[ТЕКСТ СТРАНИЦЫ]:
=-=-=-=-=

Алексеевский. Но ведь в самом Харбине или на ст. Харбин имелись определенные полицейские части, и они несли внешнюю полицейскую службу, которая должна была заключаться в недопущении таких самочинных действий. Принимались ли меры, чтобы наружная милиция была господином положения на станции?
Колчак. На центральной станции этого не делалось. Бывали иногда случаи арестов в городе. Большей частью это случалось по линии дороги, в самом же Харбине сравнительно редко, так как там был комендант станции, была воинская стража, существовала известная охрана станции. Приведу случай, с которым мне пришлось столкнуться, который произошел на второй день моего приезда и состоял в следующем. Начальником милиции в Харбине в то время был фон-Арнольд, который состоял при [131] канцелярии Хорвата. Утром в тот день он позвонил мне по телефону и по-французски сообщил, что по дороге от Харбина к бойням (единственная шоссейная дорога) найдено тело убитого учителя Уманского, что об этом уже дано знать прокурору, что он и следователь выехали на место и производит дознание. «Я приеду к вам и все расскажу подробно».

=-=-=-=-=

[СОХРАНЕННЫЕ ДАННЫЕ]:
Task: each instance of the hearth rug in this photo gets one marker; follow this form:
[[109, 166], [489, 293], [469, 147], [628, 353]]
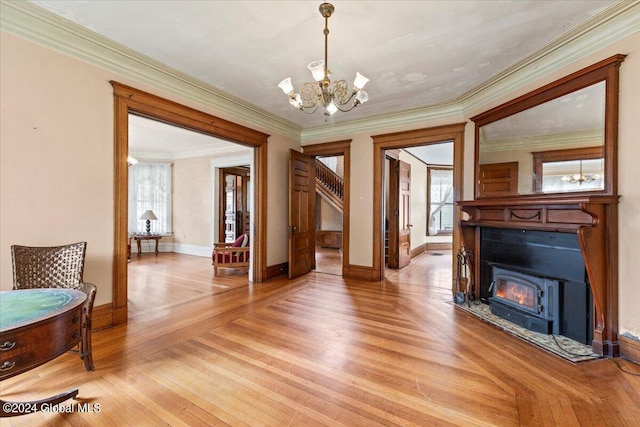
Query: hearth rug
[[559, 345]]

=-=-=-=-=

[ЧТО СДЕЛАТЬ]:
1/ Кто, согласно тексту страницы, был в то время начальником милиции в Харбине и при чьей канцелярии он состоял?
2/ Перепишите в виде краткого списка абзац текста страницы, который начинается словами «Колчак. На центральной станции этого не делалось», сохранив основные факты.
3/ Продолжите текст страницы о событиях в Харбине после последней приведенной фразы.
Перечень здесь не используется.

[ОТВЕТЫ ПО ПОРЯДКУ]:
1/ Фон-Арнольд; он состоял при канцелярии Хорвата.

2/
- На центральной станции таких мер не принималось.
- Аресты иногда случались, большей частью по линии дороги. В самом Харбине они были сравнительно редки: там были комендант станции, воинская стража и охрана станции.
- На второй день после приезда рассказчика утром позвонил начальник милиции Харбина фон-Арнольд.
- Он сообщил по-французски, что на дороге от Харбина к бойням найдено тело убитого учителя Уманского.
- Прокурору об этом уже дано знать, а сам фон-Арнольд и следователь выехали на место.
- Фон-Арнольд обещал приехать и все подробно рассказать.

3/
Через некоторое время он сам лично прибыл ко мне и сказал, что он сильно подозревает, что это убийство совершено бывшими воспитанниками хабаровского корпуса. Кадеты хабаровского корпуса были везде — в отрядах Семенова, Орлова, Калмыкова и др. Уманский недавно приехал сюда, ничего не делал, и, очевидно, его убийство находится в связи с теми обвинениями, которые выдвигались против него в том, что, будучи в Хабаровске, он выдавал большевикам кадетов и их родителей, якобы участвующих в контр-революционных заговорах, благодаря чему погибла масса народа. Бежавшие из Хабаровска старшие воспитанники корпуса поклялись, что отомстят ему. «Вот все, что я подозреваю, — сказал фон-Арнольд, — остальное — дело следственных властей».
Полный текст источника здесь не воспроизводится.